■ WHAT IS NEEDED ■
Read through the entries below and copy each line where "green" turns up.

■ THE INPUT ■
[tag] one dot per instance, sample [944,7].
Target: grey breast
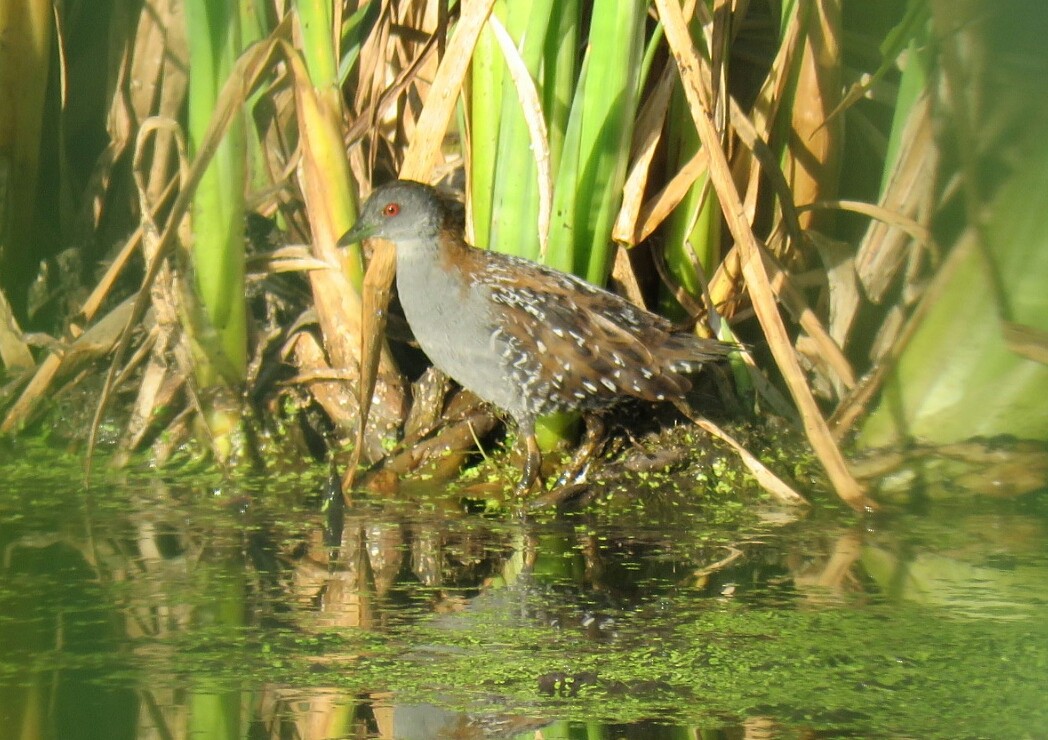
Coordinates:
[452,321]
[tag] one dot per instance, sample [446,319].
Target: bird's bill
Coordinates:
[358,233]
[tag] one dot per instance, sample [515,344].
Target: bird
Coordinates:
[523,336]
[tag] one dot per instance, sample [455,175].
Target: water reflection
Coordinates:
[153,611]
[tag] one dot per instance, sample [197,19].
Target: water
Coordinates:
[151,607]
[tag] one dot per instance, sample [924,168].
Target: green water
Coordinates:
[154,607]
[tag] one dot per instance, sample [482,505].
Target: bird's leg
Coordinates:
[587,449]
[532,462]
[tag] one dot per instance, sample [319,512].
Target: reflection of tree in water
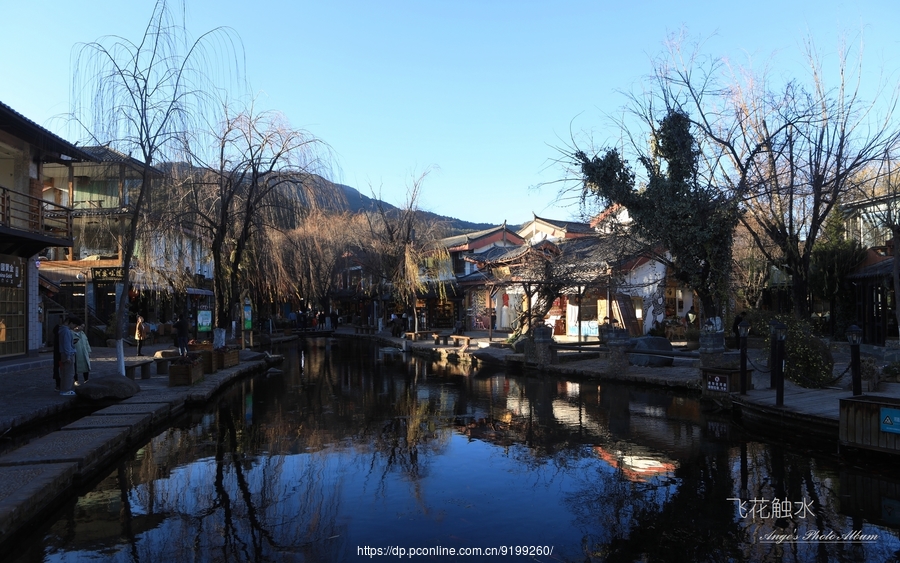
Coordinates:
[234,506]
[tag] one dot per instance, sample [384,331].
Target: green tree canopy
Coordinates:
[689,222]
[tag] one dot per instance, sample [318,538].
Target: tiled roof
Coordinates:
[23,128]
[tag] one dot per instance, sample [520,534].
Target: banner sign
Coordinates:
[248,317]
[204,321]
[11,269]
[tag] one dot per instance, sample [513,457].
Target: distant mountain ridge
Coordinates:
[357,202]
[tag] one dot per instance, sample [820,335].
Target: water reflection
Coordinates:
[356,445]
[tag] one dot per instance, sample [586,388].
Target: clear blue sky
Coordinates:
[481,92]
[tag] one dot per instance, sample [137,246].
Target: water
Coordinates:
[356,449]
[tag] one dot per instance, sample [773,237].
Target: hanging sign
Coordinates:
[248,317]
[204,321]
[11,268]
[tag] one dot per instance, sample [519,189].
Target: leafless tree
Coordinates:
[140,98]
[252,179]
[788,154]
[401,250]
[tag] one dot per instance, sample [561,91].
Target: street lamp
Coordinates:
[83,276]
[854,337]
[773,351]
[743,331]
[780,336]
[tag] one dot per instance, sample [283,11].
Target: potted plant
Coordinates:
[226,356]
[692,338]
[185,370]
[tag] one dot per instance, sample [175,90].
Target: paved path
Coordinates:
[37,470]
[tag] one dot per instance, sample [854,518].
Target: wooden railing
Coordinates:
[25,213]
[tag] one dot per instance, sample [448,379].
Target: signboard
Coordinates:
[114,274]
[11,269]
[717,382]
[204,321]
[890,420]
[248,317]
[588,328]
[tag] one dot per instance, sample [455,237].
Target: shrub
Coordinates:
[692,334]
[808,360]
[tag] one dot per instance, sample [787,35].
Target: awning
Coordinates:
[885,268]
[197,291]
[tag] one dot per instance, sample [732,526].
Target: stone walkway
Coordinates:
[38,469]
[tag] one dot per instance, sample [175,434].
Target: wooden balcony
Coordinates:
[29,224]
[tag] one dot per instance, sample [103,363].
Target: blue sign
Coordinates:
[890,420]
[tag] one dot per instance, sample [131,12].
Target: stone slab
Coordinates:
[158,410]
[173,398]
[136,423]
[86,448]
[26,490]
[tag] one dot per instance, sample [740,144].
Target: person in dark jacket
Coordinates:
[181,335]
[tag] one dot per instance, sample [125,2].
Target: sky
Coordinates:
[483,97]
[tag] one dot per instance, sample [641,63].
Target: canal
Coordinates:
[356,450]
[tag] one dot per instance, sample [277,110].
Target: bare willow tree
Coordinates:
[314,252]
[251,181]
[402,253]
[787,154]
[140,98]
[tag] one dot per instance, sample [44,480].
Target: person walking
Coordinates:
[82,352]
[141,330]
[66,359]
[181,335]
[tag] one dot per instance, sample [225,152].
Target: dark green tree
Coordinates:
[834,257]
[686,222]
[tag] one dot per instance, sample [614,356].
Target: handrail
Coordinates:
[30,214]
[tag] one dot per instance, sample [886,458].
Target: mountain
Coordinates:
[357,202]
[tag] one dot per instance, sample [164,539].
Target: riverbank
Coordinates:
[37,470]
[53,443]
[805,413]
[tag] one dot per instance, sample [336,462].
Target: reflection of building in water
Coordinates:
[637,464]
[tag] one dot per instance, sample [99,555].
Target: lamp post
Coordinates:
[773,352]
[854,337]
[780,336]
[743,331]
[83,276]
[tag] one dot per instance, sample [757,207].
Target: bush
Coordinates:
[692,334]
[808,360]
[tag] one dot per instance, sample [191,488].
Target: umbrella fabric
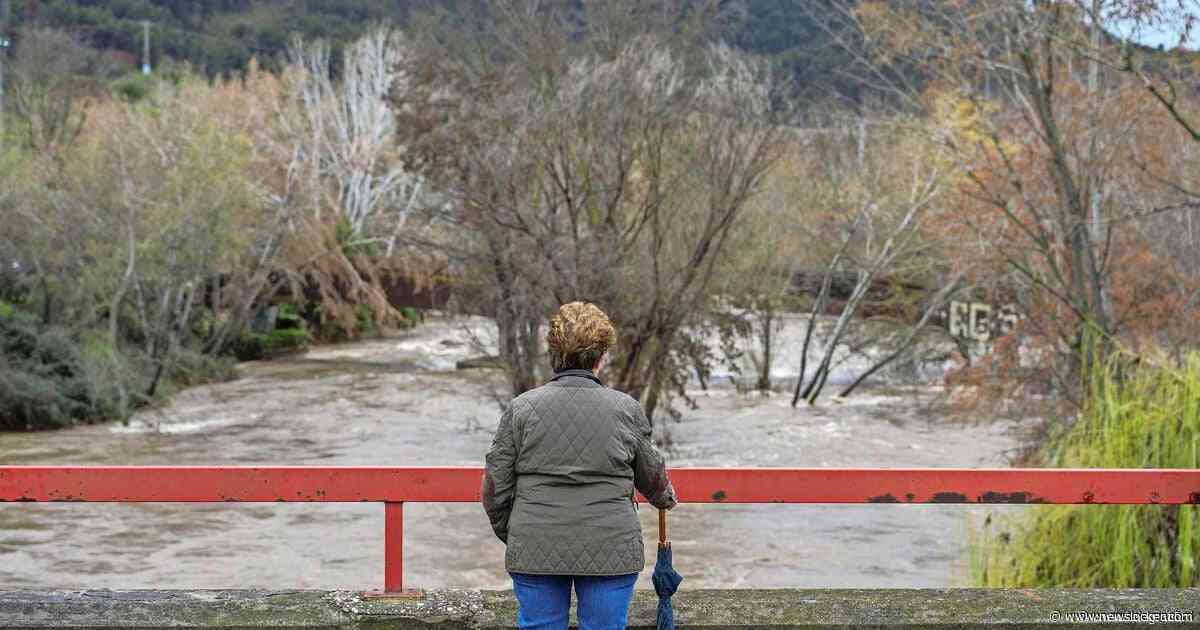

■ RESPONSE ■
Target: green water
Target: green tree canopy
Target: dark green tree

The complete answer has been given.